◆ Dataset entries ◆
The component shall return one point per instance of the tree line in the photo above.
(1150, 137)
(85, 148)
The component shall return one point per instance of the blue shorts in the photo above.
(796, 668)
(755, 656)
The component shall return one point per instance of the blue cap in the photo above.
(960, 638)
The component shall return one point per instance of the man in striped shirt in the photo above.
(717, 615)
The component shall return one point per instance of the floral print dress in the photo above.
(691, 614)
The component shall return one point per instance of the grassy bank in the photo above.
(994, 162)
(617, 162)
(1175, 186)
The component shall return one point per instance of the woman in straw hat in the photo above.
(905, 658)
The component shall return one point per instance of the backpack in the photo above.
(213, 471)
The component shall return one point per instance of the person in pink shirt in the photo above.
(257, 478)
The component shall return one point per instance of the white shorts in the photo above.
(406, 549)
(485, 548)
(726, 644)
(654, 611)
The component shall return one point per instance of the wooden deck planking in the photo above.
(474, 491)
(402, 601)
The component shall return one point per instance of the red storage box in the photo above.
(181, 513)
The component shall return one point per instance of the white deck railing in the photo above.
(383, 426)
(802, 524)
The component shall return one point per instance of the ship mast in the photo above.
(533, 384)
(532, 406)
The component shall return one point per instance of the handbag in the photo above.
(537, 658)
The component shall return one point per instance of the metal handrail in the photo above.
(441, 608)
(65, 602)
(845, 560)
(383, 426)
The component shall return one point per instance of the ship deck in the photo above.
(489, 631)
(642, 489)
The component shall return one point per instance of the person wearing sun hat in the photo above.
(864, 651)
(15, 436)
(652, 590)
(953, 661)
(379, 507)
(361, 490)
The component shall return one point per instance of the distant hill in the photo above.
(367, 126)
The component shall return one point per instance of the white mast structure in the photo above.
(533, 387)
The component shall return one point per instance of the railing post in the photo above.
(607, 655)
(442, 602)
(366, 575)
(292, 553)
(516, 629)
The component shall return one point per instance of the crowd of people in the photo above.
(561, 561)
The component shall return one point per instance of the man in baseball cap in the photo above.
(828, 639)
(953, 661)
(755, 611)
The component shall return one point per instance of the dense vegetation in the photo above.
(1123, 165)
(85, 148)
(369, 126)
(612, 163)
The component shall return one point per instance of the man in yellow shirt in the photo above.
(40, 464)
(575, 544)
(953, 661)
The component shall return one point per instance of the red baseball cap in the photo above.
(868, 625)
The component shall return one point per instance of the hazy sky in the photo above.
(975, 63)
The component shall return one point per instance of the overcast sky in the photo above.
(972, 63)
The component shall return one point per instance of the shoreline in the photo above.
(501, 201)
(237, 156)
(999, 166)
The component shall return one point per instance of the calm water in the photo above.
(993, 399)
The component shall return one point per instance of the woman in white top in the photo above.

◆ Task goal ◆
Please return every line of the listing above, reproduced character for character, from the first line to the last.

◆ Solution to this task ◆
The component shall return one point per instance of the tree line in the photo above.
(1150, 137)
(85, 148)
The component shall return one point per instance of the blue shorts in the photo above.
(796, 668)
(755, 656)
The component shall return one point per instance of the blue cap in the photo above.
(960, 638)
The component shall return one point per instance of the man in striped shirt in the photo above.
(717, 615)
The component shall return one point per instance of the floral print dress in the photo above.
(691, 614)
The component shall return one point per instance of the grassy bank in the photo above.
(994, 162)
(617, 162)
(1175, 186)
The component shall return one point per instance of the woman in straw hat in the photo above.
(905, 658)
The component shall return one point per instance of the backpack in the photo above.
(213, 471)
The component shall return one point per instance of the person in pink shirt in the photo above.
(257, 478)
The component shall return one point per instance of the white shorts in the photo above.
(406, 549)
(485, 548)
(726, 644)
(654, 611)
The component shall return one point per instance of the wooden deck planking in the photo above.
(474, 491)
(402, 601)
The component shall return one point per instance of the red storage box in the photo above.
(181, 513)
The component shall return one point per instance of the white deck railing in the photo above.
(383, 426)
(802, 524)
The component shall return one point per instance of the ship mast in the photo above.
(533, 384)
(532, 406)
The component shall return one point per instance of the handbag in the photo above.
(537, 658)
The component shall return one point per instance of the metal handrail in the photo above.
(441, 608)
(65, 602)
(845, 560)
(383, 426)
The component shall return one point per instance of the ship deck in the photo above.
(489, 631)
(642, 489)
The component shall return one point per instance of the person wearing sun hat in the photo above.
(864, 651)
(15, 436)
(652, 590)
(953, 661)
(379, 507)
(361, 490)
The component shall return one point per instance of the distant hill in the photo above.
(367, 126)
The component shall return one point per instance of the white mast structure in the photo above.
(533, 387)
The component shall return one point per instance of the railing post in the photo above.
(607, 655)
(442, 602)
(366, 575)
(292, 553)
(516, 629)
The component shall return one point per instance of the crowd of people in the photo above.
(561, 561)
The component shall return one point per instance of the man in baseball cap in the photo above.
(828, 639)
(953, 661)
(755, 611)
The component shall return one point per instance of the dense vegetation in the photo above.
(1123, 165)
(85, 148)
(369, 126)
(612, 163)
The component shall return one point per instance of the man in yellow shirt in the photo above.
(40, 464)
(575, 544)
(953, 661)
The component shall return one point per instance of the red baseball cap in the photo above.
(868, 625)
The component shall return one point per instance of the hazy sky in the photo above.
(975, 63)
The component shall return one point per instance of the overcast sky in the photo above.
(972, 63)
The component shall return one point per instance of the shoreline in the photo above.
(501, 201)
(237, 156)
(999, 166)
The component shall return one point per instance of the calm water in the photo above.
(993, 399)
The component shall return one point per instance of the woman in white top in the photo above.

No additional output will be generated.